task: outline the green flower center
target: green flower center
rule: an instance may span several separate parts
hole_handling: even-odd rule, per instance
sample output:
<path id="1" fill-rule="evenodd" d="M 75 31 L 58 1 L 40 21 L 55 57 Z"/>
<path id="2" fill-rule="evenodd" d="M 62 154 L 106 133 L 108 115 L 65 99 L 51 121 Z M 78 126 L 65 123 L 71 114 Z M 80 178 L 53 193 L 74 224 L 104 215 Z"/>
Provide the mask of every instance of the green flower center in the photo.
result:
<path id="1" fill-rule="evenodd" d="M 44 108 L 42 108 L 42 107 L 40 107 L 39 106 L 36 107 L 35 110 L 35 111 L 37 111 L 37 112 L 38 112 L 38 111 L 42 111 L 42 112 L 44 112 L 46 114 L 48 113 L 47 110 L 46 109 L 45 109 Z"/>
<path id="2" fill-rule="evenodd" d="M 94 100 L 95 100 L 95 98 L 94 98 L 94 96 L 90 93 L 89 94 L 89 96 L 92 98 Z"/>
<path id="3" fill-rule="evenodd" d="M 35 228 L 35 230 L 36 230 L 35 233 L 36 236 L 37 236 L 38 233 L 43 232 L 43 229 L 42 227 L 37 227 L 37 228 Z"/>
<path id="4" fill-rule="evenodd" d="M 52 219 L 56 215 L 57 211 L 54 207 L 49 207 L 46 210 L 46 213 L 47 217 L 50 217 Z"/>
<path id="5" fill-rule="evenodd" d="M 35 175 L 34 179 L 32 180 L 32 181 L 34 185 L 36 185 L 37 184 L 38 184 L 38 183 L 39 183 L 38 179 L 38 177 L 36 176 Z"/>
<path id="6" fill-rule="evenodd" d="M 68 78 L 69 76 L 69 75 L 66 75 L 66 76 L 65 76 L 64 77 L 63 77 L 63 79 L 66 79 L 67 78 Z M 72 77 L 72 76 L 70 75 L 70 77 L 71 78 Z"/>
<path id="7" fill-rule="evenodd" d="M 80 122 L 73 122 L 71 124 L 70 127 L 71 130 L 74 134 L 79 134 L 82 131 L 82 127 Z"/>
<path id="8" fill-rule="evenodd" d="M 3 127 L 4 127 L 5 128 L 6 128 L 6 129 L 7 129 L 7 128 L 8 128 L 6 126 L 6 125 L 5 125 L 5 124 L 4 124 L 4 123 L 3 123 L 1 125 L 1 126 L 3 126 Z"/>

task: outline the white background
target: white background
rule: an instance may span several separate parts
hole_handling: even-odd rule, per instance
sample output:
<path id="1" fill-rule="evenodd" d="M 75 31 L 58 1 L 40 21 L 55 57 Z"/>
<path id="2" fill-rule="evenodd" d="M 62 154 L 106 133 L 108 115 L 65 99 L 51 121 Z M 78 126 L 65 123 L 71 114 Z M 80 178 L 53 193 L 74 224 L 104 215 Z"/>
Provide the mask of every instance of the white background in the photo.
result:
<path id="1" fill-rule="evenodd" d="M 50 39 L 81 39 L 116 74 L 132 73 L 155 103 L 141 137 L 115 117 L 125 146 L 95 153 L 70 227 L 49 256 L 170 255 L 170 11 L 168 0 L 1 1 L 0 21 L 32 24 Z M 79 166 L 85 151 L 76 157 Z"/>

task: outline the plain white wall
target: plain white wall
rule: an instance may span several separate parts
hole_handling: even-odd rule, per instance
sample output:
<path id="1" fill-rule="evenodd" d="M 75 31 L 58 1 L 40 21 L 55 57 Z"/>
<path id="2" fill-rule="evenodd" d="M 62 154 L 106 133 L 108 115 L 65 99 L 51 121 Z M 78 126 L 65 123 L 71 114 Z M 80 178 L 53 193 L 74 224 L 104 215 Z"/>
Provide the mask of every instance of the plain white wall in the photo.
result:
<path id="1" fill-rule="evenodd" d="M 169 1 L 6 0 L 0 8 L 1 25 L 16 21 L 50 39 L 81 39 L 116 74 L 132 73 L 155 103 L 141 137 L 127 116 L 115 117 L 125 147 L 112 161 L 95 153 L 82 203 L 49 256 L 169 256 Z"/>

## DIRECTIVE
Copy out each of the three entries above word for word.

## RESULT OF THE EXERCISE
task: outline the green flower center
target: green flower center
rule: an instance may span several separate parts
hole_handling: even-odd rule, per instance
sample output:
<path id="1" fill-rule="evenodd" d="M 75 31 L 58 1 L 40 21 L 55 57 Z"/>
<path id="2" fill-rule="evenodd" d="M 62 154 L 106 133 L 108 115 L 65 99 L 51 121 Z M 78 126 L 65 123 L 71 114 Z M 80 178 L 53 193 L 74 224 L 104 215 Z"/>
Provide the mask of every instance of the green flower center in the photo.
result:
<path id="1" fill-rule="evenodd" d="M 44 108 L 42 108 L 42 107 L 40 107 L 39 106 L 36 107 L 35 110 L 35 111 L 37 111 L 37 112 L 38 112 L 38 111 L 42 111 L 42 112 L 44 112 L 46 114 L 48 113 L 47 110 L 46 109 L 45 109 Z"/>
<path id="2" fill-rule="evenodd" d="M 94 100 L 95 100 L 95 98 L 94 98 L 94 96 L 90 93 L 89 94 L 89 96 L 92 98 Z"/>
<path id="3" fill-rule="evenodd" d="M 35 228 L 35 230 L 36 230 L 35 233 L 36 236 L 37 236 L 38 233 L 43 232 L 43 229 L 42 227 L 37 227 L 37 228 Z"/>
<path id="4" fill-rule="evenodd" d="M 52 219 L 56 215 L 57 211 L 54 207 L 49 207 L 46 210 L 46 213 L 47 217 L 50 217 Z"/>
<path id="5" fill-rule="evenodd" d="M 35 175 L 34 179 L 32 180 L 32 181 L 34 185 L 36 185 L 37 184 L 38 184 L 38 183 L 39 183 L 38 179 L 38 177 L 36 176 Z"/>
<path id="6" fill-rule="evenodd" d="M 68 78 L 69 76 L 69 75 L 66 75 L 66 76 L 65 76 L 64 77 L 63 77 L 63 79 L 66 79 L 67 78 Z M 72 77 L 72 76 L 70 75 L 70 77 L 71 78 Z"/>
<path id="7" fill-rule="evenodd" d="M 80 122 L 73 122 L 71 124 L 70 127 L 71 130 L 74 134 L 79 134 L 82 131 L 82 127 Z"/>
<path id="8" fill-rule="evenodd" d="M 3 127 L 4 127 L 5 128 L 6 128 L 6 129 L 7 129 L 7 128 L 8 128 L 6 126 L 6 125 L 5 125 L 5 124 L 4 124 L 4 123 L 3 123 L 1 125 L 1 126 L 3 126 Z"/>

task: outline the white background
target: white background
rule: an instance may span several separate parts
hole_handling: even-odd rule, per instance
sample output:
<path id="1" fill-rule="evenodd" d="M 75 31 L 58 1 L 40 21 L 55 57 Z"/>
<path id="2" fill-rule="evenodd" d="M 62 154 L 106 133 L 108 115 L 65 99 L 51 121 Z M 78 126 L 65 123 L 71 114 Z M 80 178 L 53 193 L 74 224 L 104 215 Z"/>
Provide the mask of every instance of the white background in the photo.
result:
<path id="1" fill-rule="evenodd" d="M 50 39 L 81 39 L 116 74 L 132 73 L 155 103 L 141 137 L 115 117 L 125 146 L 95 153 L 70 227 L 49 256 L 170 255 L 170 11 L 168 0 L 1 1 L 0 21 L 32 24 Z M 79 166 L 85 151 L 76 157 Z"/>

task: outline the plain white wall
target: plain white wall
rule: an instance may span several separate parts
hole_handling: even-odd rule, per instance
sample output:
<path id="1" fill-rule="evenodd" d="M 75 31 L 58 1 L 40 21 L 55 57 Z"/>
<path id="2" fill-rule="evenodd" d="M 62 154 L 106 133 L 108 115 L 65 99 L 51 121 Z M 78 126 L 65 123 L 71 114 Z M 80 178 L 53 193 L 74 224 L 104 215 Z"/>
Provide the mask of every instance of the plain white wall in the photo.
result:
<path id="1" fill-rule="evenodd" d="M 169 1 L 6 0 L 0 8 L 1 25 L 16 21 L 50 39 L 81 39 L 116 74 L 132 73 L 155 103 L 141 137 L 127 116 L 115 117 L 125 147 L 112 161 L 95 153 L 82 203 L 49 256 L 169 256 Z"/>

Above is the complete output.